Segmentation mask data

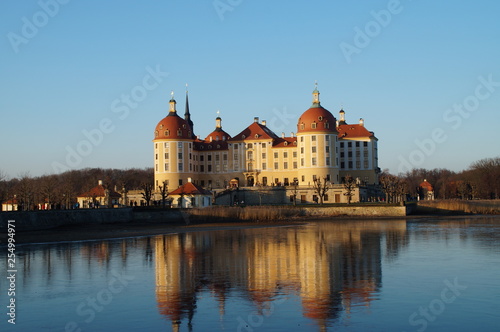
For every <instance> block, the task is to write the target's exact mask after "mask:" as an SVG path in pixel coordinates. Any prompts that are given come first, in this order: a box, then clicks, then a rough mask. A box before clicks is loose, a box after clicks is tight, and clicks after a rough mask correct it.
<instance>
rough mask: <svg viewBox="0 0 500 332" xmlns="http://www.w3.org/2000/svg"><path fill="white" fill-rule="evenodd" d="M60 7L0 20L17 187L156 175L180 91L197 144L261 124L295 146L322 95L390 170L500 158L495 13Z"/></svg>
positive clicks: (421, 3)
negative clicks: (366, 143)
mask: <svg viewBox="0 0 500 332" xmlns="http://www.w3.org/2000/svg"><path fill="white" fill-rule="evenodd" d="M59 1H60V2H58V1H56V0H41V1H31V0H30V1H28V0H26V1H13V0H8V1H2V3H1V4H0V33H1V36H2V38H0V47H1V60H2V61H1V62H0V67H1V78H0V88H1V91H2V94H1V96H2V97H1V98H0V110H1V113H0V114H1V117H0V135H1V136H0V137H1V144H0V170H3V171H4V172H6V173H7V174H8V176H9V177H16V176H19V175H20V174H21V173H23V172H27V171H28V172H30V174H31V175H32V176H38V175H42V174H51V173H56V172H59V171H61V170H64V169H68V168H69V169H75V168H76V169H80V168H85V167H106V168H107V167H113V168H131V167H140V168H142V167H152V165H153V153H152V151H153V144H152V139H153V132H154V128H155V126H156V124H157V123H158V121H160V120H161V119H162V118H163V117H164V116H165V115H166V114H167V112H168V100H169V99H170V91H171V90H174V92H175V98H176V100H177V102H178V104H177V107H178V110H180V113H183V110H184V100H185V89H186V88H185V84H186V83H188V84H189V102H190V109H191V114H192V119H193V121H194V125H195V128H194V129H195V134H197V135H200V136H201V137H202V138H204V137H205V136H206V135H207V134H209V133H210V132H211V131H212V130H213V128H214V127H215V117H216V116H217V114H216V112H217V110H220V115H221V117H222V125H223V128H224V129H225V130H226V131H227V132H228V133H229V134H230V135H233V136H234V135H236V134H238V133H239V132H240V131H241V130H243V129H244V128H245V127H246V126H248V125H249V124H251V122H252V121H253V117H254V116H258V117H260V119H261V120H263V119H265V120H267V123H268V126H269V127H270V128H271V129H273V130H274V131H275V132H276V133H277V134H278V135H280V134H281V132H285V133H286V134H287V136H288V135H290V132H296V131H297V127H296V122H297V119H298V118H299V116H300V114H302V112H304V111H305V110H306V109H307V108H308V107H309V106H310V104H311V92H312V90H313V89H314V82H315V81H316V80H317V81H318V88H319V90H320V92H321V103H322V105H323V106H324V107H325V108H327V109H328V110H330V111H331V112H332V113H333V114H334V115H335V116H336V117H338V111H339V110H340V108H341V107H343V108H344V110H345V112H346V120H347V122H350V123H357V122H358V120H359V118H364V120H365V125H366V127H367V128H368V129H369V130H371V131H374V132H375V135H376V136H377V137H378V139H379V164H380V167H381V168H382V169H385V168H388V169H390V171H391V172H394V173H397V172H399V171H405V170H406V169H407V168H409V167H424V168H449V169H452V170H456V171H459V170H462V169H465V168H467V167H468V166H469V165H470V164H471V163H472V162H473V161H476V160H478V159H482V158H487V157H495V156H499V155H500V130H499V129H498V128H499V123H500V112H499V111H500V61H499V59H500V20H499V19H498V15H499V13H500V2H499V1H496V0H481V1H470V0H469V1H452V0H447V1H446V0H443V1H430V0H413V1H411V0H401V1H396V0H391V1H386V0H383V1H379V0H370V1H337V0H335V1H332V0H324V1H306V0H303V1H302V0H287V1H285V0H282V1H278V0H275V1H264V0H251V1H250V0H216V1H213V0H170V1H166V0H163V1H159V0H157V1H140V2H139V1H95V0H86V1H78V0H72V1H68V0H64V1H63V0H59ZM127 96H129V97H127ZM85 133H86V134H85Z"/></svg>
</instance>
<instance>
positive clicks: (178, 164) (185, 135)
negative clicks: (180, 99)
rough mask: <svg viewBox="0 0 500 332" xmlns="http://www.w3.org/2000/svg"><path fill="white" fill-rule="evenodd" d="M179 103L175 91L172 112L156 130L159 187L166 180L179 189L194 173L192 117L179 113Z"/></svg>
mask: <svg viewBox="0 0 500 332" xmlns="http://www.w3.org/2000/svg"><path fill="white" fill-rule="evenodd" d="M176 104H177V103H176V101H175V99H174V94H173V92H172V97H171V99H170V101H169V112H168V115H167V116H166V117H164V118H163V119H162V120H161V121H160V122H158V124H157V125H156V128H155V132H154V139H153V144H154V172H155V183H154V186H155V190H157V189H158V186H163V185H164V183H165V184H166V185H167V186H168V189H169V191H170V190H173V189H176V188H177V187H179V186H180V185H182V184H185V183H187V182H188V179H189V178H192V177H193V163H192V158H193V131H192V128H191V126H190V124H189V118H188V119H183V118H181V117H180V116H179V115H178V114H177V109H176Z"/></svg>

Assignment: Extract every line of the segmentation mask data records above verbatim, omitting the pictures.

Written answer:
For every <instance> block, the task is to write the target's exact mask after "mask:" as an SVG path in pixel coordinates. Any prompts that are given come first, in this order: a box, then clicks, then a rough mask. A box before clicks is loose, a box after clicks is tight, and clicks after a rough mask correct it.
<instance>
rough mask: <svg viewBox="0 0 500 332" xmlns="http://www.w3.org/2000/svg"><path fill="white" fill-rule="evenodd" d="M60 7L0 20L17 187L156 175L180 91L197 144L261 124L295 146L322 95L390 170L500 158L495 13Z"/></svg>
positive clicks: (421, 3)
negative clicks: (366, 143)
mask: <svg viewBox="0 0 500 332" xmlns="http://www.w3.org/2000/svg"><path fill="white" fill-rule="evenodd" d="M59 1H60V2H58V1H56V0H41V1H31V0H30V1H28V0H26V1H13V0H8V1H2V3H1V4H0V33H1V36H2V38H0V47H1V60H2V61H1V62H0V67H1V78H0V88H1V91H2V94H1V96H2V97H1V98H0V110H1V113H0V114H1V117H0V135H1V136H0V137H1V144H0V170H3V171H4V172H6V173H7V174H8V176H9V177H16V176H19V175H20V174H21V173H23V172H27V171H28V172H30V174H31V175H32V176H38V175H42V174H51V173H56V172H59V171H61V170H64V169H68V168H69V169H75V168H76V169H80V168H85V167H106V168H107V167H113V168H131V167H140V168H142V167H152V165H153V153H152V151H153V144H152V139H153V132H154V128H155V126H156V124H157V123H158V121H160V120H161V119H162V118H163V117H164V116H165V115H166V114H167V112H168V100H169V99H170V91H171V90H174V92H175V98H176V100H177V102H178V104H177V107H178V110H180V113H183V110H184V100H185V89H186V88H185V84H186V83H188V84H189V102H190V109H191V114H192V119H193V121H194V125H195V128H194V129H195V134H197V135H200V136H201V137H202V138H204V137H205V136H206V135H207V134H209V133H210V132H211V131H212V130H213V128H214V127H215V117H216V116H217V114H216V112H217V110H220V115H221V117H222V125H223V128H224V129H225V130H226V131H227V132H228V133H229V134H230V135H233V136H234V135H236V134H238V133H239V132H240V131H241V130H243V129H244V128H245V127H246V126H248V125H249V124H251V122H252V121H253V117H254V116H258V117H260V119H261V120H263V119H265V120H267V123H268V126H269V127H270V128H271V129H273V130H274V131H275V132H276V133H277V134H278V135H280V134H281V132H285V133H286V134H287V136H288V135H290V132H296V131H297V127H296V122H297V119H298V118H299V116H300V114H302V112H304V111H305V110H306V109H307V108H308V107H309V106H310V104H311V92H312V90H313V89H314V82H315V81H316V80H317V81H318V88H319V90H320V92H321V103H322V105H323V106H324V107H325V108H327V109H328V110H330V111H331V112H332V113H333V114H334V115H335V116H336V117H338V111H339V110H340V108H341V107H343V108H344V110H345V112H346V120H347V122H350V123H357V122H358V120H359V118H364V120H365V125H366V127H367V128H368V129H369V130H371V131H374V132H375V135H376V136H377V137H378V139H379V164H380V167H381V168H382V169H385V168H388V169H390V171H391V172H394V173H397V172H399V171H405V170H406V169H407V168H409V167H424V168H449V169H452V170H456V171H459V170H462V169H465V168H467V167H468V166H469V165H470V164H471V163H472V162H473V161H476V160H478V159H482V158H487V157H495V156H499V155H500V130H499V129H498V128H499V123H500V112H499V111H500V61H499V59H500V20H499V19H498V15H499V13H500V2H499V1H496V0H481V1H470V0H469V1H452V0H447V1H446V0H443V1H430V0H413V1H411V0H401V1H396V0H391V1H386V0H383V1H379V0H370V1H337V0H335V1H332V0H324V1H306V0H303V1H302V0H287V1H285V0H282V1H278V0H275V1H264V0H251V1H250V0H216V1H213V0H170V1H166V0H163V1H159V0H157V1H140V2H139V1H95V0H86V1H78V0H72V1H68V0H64V1H63V0H59ZM127 96H129V97H127ZM85 133H86V134H85Z"/></svg>
</instance>
<instance>
positive clicks: (178, 164) (185, 135)
negative clicks: (180, 99)
rough mask: <svg viewBox="0 0 500 332" xmlns="http://www.w3.org/2000/svg"><path fill="white" fill-rule="evenodd" d="M179 103L175 91L172 112L156 130L159 187L166 180L179 189L194 173L192 117L179 113Z"/></svg>
mask: <svg viewBox="0 0 500 332" xmlns="http://www.w3.org/2000/svg"><path fill="white" fill-rule="evenodd" d="M176 104H177V103H176V101H175V99H174V94H173V92H172V97H171V99H170V101H169V112H168V115H167V116H166V117H164V118H163V119H162V120H161V121H160V122H158V124H157V125H156V128H155V132H154V139H153V144H154V172H155V183H154V186H155V190H157V189H158V186H163V185H164V183H165V184H166V185H167V186H168V189H169V191H170V190H173V189H176V188H177V187H179V186H180V185H182V184H185V183H187V182H188V179H189V178H192V177H193V163H192V158H193V131H192V128H191V126H190V124H189V118H188V119H183V118H181V117H180V116H179V115H178V114H177V109H176Z"/></svg>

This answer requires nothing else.